EXERCISE PROMPT:
Starting at the line with "box: [23, 102, 34, 108]" and going on through the line with "positive clicks: (27, 103)", reproduce each line in the records below exactly and nothing more.

*** RECORD SET ***

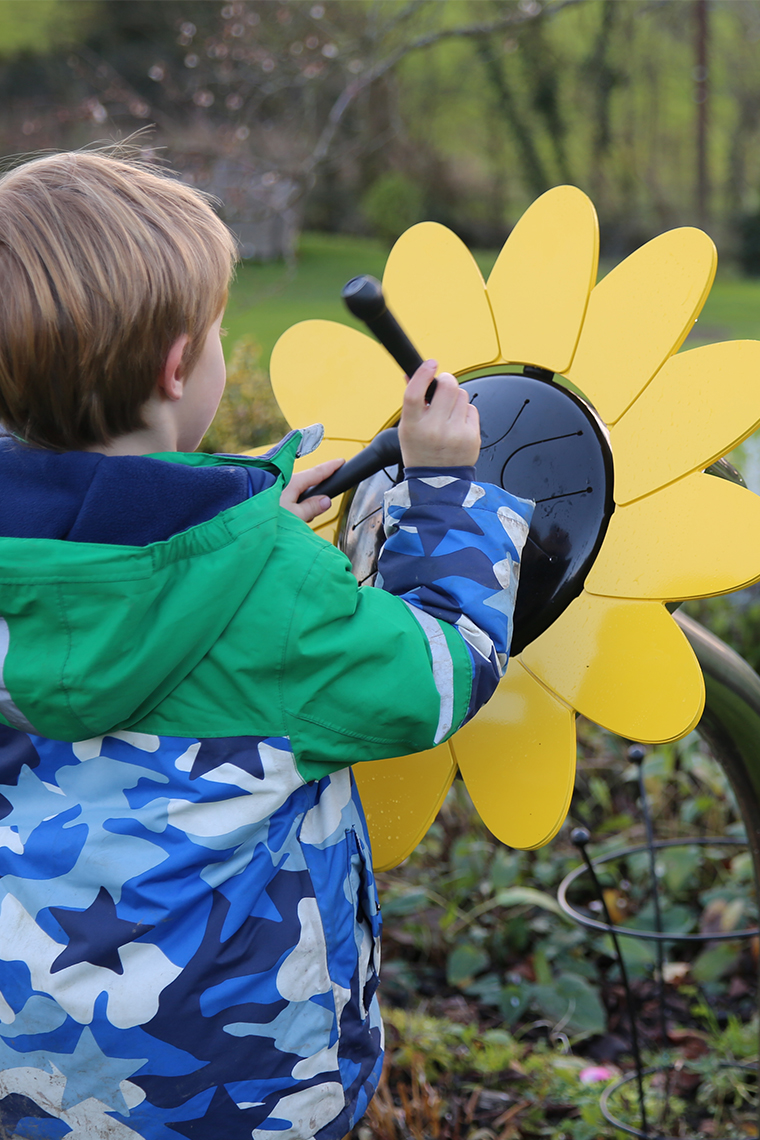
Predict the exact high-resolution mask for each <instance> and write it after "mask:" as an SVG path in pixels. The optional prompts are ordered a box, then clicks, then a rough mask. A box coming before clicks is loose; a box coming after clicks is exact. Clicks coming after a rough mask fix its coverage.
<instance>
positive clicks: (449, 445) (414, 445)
mask: <svg viewBox="0 0 760 1140" xmlns="http://www.w3.org/2000/svg"><path fill="white" fill-rule="evenodd" d="M436 367H438V364H436V361H435V360H426V361H425V363H424V364H422V365H420V366H419V368H418V369H417V372H416V373H415V374H414V376H412V377H411V380H410V381H409V383H408V385H407V391H406V393H404V397H403V409H402V412H401V423H400V424H399V441H400V443H401V455H402V457H403V465H404V467H471V466H473V465H474V464H475V463H476V461H477V456H479V455H480V448H481V434H480V416H479V414H477V409H476V408H474V407H473V406H472V404H471V402H469V397H468V394H467V392H465V390H464V389H461V388H460V386H459V384H458V383H457V381H456V380H455V377H453V376H452V375H451V373H449V372H442V373H441V374H440V375H439V377H438V384H436V388H435V394H434V397H433V399H432V401H431V402H430V404H426V402H425V392H426V391H427V385H428V384H430V382H431V381H432V380H433V377H434V376H435V369H436Z"/></svg>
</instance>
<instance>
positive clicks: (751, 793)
mask: <svg viewBox="0 0 760 1140" xmlns="http://www.w3.org/2000/svg"><path fill="white" fill-rule="evenodd" d="M673 617H675V618H676V621H677V622H678V625H679V626H680V627H681V629H683V630H684V633H685V634H686V636H687V637H688V640H689V642H690V645H692V649H693V650H694V652H695V653H696V658H697V660H698V662H700V666H701V667H702V673H703V674H704V684H705V690H706V702H705V707H704V712H703V715H702V719H701V720H700V724H698V725H697V731H698V732H700V735H701V736H703V738H704V739H705V740H706V741H708V743H709V744H710V748H711V749H712V752H713V755H714V757H716V759H717V760H718V763H719V764H720V765H721V767H722V769H724V772H725V773H726V775H727V776H728V781H729V783H730V785H732V788H733V789H734V792H735V795H736V803H737V804H738V807H739V812H741V813H742V819H743V820H744V824H745V827H746V841H747V845H749V848H750V853H751V855H752V864H753V868H754V886H755V890H757V891H758V895H759V897H760V676H758V674H757V673H755V671H754V669H752V668H751V666H749V665H747V663H746V661H745V660H744V659H743V658H741V657H739V655H738V653H735V652H734V650H733V649H729V648H728V645H726V643H725V642H721V641H720V638H719V637H716V636H714V634H711V633H710V632H709V630H708V629H705V628H704V627H703V626H701V625H700V624H698V621H694V620H693V619H692V618H687V617H686V614H684V613H675V614H673ZM759 983H760V979H759ZM758 993H759V995H760V984H759V990H758ZM758 1132H759V1133H760V1119H759V1126H758Z"/></svg>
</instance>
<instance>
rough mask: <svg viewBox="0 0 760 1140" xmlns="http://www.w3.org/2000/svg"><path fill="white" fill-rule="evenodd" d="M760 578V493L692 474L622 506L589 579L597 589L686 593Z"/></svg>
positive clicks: (679, 479)
mask: <svg viewBox="0 0 760 1140" xmlns="http://www.w3.org/2000/svg"><path fill="white" fill-rule="evenodd" d="M759 578H760V496H758V495H753V494H752V491H749V490H746V488H744V487H738V486H737V484H736V483H730V482H728V481H727V480H726V479H717V478H716V477H714V475H703V474H693V475H687V477H686V479H679V480H678V481H677V482H675V483H671V484H670V486H669V487H664V488H663V489H662V490H659V491H655V492H654V494H653V495H647V496H645V497H644V498H641V499H638V500H637V502H636V503H631V504H630V506H619V507H618V508H616V511H615V512H614V514H613V515H612V519H611V520H610V527H608V529H607V534H606V535H605V538H604V543H603V545H602V549H600V551H599V554H598V555H597V559H596V562H595V563H594V565H593V567H591V570H590V573H589V576H588V578H587V579H586V589H587V591H589V593H591V594H606V595H612V596H615V597H643V598H647V597H648V598H656V600H659V601H683V600H684V598H687V597H710V596H712V595H713V594H726V593H728V592H729V591H732V589H741V588H742V587H743V586H749V585H750V583H752V581H757V580H758V579H759Z"/></svg>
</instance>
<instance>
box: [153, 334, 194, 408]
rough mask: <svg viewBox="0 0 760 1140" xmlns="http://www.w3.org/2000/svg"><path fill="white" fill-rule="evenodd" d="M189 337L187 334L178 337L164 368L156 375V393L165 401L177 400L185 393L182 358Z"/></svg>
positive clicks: (165, 362) (174, 341)
mask: <svg viewBox="0 0 760 1140" xmlns="http://www.w3.org/2000/svg"><path fill="white" fill-rule="evenodd" d="M189 340H190V337H189V336H188V335H187V333H182V335H181V336H178V337H177V340H175V341H174V343H173V344H172V347H171V348H170V350H169V352H167V353H166V359H165V361H164V366H163V368H162V369H161V373H160V374H158V385H157V386H158V391H160V392H161V394H162V396H164V397H165V398H166V399H167V400H179V399H180V398H181V396H182V392H183V391H185V376H183V375H182V357H183V355H185V349H186V348H187V343H188V341H189Z"/></svg>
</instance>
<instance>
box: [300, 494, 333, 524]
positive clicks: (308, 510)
mask: <svg viewBox="0 0 760 1140" xmlns="http://www.w3.org/2000/svg"><path fill="white" fill-rule="evenodd" d="M332 505H333V500H332V499H329V498H328V497H327V495H312V496H311V498H308V499H304V500H303V503H296V504H295V505H294V507H293V514H297V516H299V518H300V519H303V521H304V522H312V521H313V520H314V519H316V518H317V516H318V515H320V514H322V513H324V512H325V511H328V510H329V508H330V506H332Z"/></svg>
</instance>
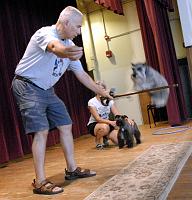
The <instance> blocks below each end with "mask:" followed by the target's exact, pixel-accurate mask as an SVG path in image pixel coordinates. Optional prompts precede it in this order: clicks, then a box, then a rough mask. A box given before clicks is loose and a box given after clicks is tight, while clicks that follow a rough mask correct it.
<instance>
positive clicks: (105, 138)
mask: <svg viewBox="0 0 192 200" xmlns="http://www.w3.org/2000/svg"><path fill="white" fill-rule="evenodd" d="M103 146H104V147H108V146H109V139H108V138H107V136H104V137H103Z"/></svg>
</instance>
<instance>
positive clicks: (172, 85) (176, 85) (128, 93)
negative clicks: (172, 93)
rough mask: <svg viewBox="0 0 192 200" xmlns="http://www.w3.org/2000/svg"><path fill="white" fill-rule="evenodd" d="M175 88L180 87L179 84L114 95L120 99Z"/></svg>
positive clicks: (114, 96)
mask: <svg viewBox="0 0 192 200" xmlns="http://www.w3.org/2000/svg"><path fill="white" fill-rule="evenodd" d="M173 87H178V84H172V85H168V86H162V87H157V88H151V89H146V90H141V91H137V92H130V93H127V94H118V95H114V96H113V97H114V98H118V97H124V96H130V95H134V94H140V93H144V92H152V91H156V90H162V89H166V88H173Z"/></svg>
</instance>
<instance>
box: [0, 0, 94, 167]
mask: <svg viewBox="0 0 192 200" xmlns="http://www.w3.org/2000/svg"><path fill="white" fill-rule="evenodd" d="M45 5H46V7H45ZM67 5H72V6H76V1H75V0H74V1H70V2H69V1H68V2H66V1H61V0H58V1H52V0H48V1H45V0H41V1H38V0H34V1H27V2H26V1H25V0H20V1H13V0H2V1H1V2H0V16H1V18H0V30H1V31H0V41H1V45H0V82H1V84H0V94H1V95H0V164H2V163H7V162H8V161H10V160H14V159H17V158H19V159H22V158H23V157H24V155H25V154H28V153H31V144H32V136H26V135H25V133H24V129H23V125H22V121H21V116H20V112H19V109H18V107H17V105H16V102H15V98H14V96H13V93H12V90H11V82H12V79H13V77H14V71H15V68H16V65H17V63H18V62H19V60H20V58H21V57H22V55H23V53H24V51H25V48H26V46H27V44H28V42H29V39H30V37H31V36H32V34H33V33H34V32H35V31H36V30H37V29H39V28H40V27H42V26H46V25H52V24H54V23H55V22H56V20H57V18H58V16H59V13H60V12H61V10H62V9H63V8H64V7H66V6H67ZM75 42H76V44H77V45H79V46H82V40H81V37H79V38H77V39H76V41H75ZM81 61H82V63H83V65H84V68H85V70H86V62H85V58H84V57H83V58H82V60H81ZM55 89H56V92H57V94H58V95H59V97H60V98H61V99H63V100H64V101H65V104H66V106H67V108H68V110H69V113H70V115H71V118H72V120H73V136H74V138H77V137H79V136H80V135H83V134H87V129H86V123H87V121H88V117H89V112H88V109H87V102H88V100H89V99H90V98H91V97H92V96H93V94H92V93H91V92H90V90H88V89H87V88H85V87H84V86H83V85H82V84H81V83H80V82H79V81H78V80H77V79H76V78H75V76H74V75H73V74H72V73H70V72H66V74H65V75H64V76H63V77H62V78H61V80H60V81H59V82H58V84H57V85H56V88H55ZM57 143H59V135H58V131H56V130H54V131H51V133H50V134H49V136H48V141H47V146H52V145H55V144H57Z"/></svg>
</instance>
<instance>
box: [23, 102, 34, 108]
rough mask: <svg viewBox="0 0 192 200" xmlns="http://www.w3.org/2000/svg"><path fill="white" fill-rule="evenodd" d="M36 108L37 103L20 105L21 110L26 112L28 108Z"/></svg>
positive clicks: (27, 103) (33, 102) (29, 103)
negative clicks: (34, 107)
mask: <svg viewBox="0 0 192 200" xmlns="http://www.w3.org/2000/svg"><path fill="white" fill-rule="evenodd" d="M34 106H35V102H26V103H23V104H21V105H20V110H24V109H27V108H32V107H34Z"/></svg>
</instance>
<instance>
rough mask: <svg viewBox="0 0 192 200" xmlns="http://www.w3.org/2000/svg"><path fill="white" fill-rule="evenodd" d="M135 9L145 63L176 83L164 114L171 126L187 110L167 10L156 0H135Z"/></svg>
mask: <svg viewBox="0 0 192 200" xmlns="http://www.w3.org/2000/svg"><path fill="white" fill-rule="evenodd" d="M136 6H137V11H138V17H139V22H140V26H141V33H142V38H143V44H144V50H145V55H146V61H147V63H148V64H149V65H151V66H153V67H154V68H155V69H157V70H158V71H160V73H161V74H163V75H164V76H165V78H166V79H167V81H168V83H169V84H173V83H178V84H179V87H178V88H174V89H170V96H169V100H168V104H167V113H168V120H169V123H170V124H171V125H178V124H181V123H182V122H183V121H184V120H186V118H187V111H186V106H185V102H184V96H183V92H182V86H181V79H180V75H179V66H178V63H177V58H176V53H175V48H174V43H173V38H172V33H171V28H170V24H169V18H168V13H167V9H166V7H165V6H164V5H163V4H161V3H159V1H158V0H156V1H154V0H147V1H143V0H136Z"/></svg>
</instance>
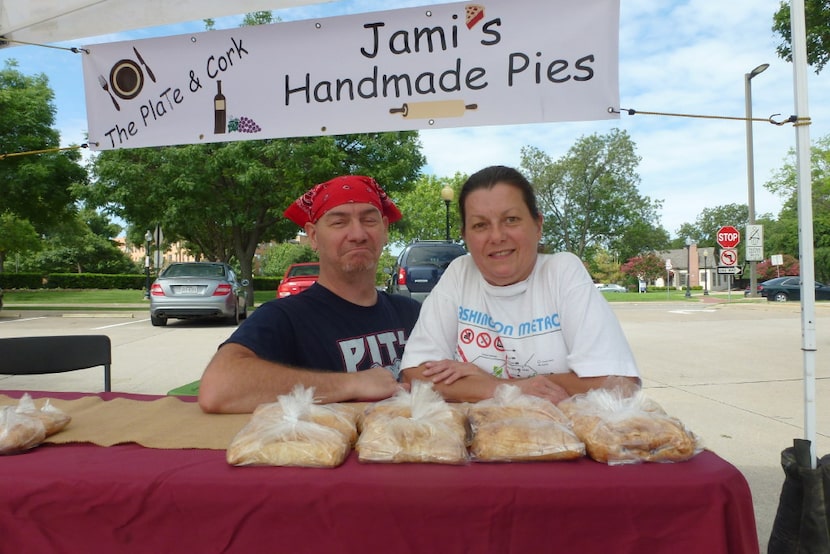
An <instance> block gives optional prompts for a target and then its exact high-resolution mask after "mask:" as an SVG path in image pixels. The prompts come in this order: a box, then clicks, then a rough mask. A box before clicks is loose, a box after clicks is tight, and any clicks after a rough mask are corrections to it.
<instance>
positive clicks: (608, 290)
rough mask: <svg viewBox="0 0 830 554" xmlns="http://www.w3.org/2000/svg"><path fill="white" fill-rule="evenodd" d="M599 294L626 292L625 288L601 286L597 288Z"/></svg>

*** End of RECORD SET ***

WRITTEN ANSWER:
box: [23, 102, 34, 108]
rough mask: <svg viewBox="0 0 192 200" xmlns="http://www.w3.org/2000/svg"><path fill="white" fill-rule="evenodd" d="M36 108L37 103L20 105L21 110L26 112L28 108Z"/></svg>
positive clicks: (27, 103) (33, 102) (29, 103)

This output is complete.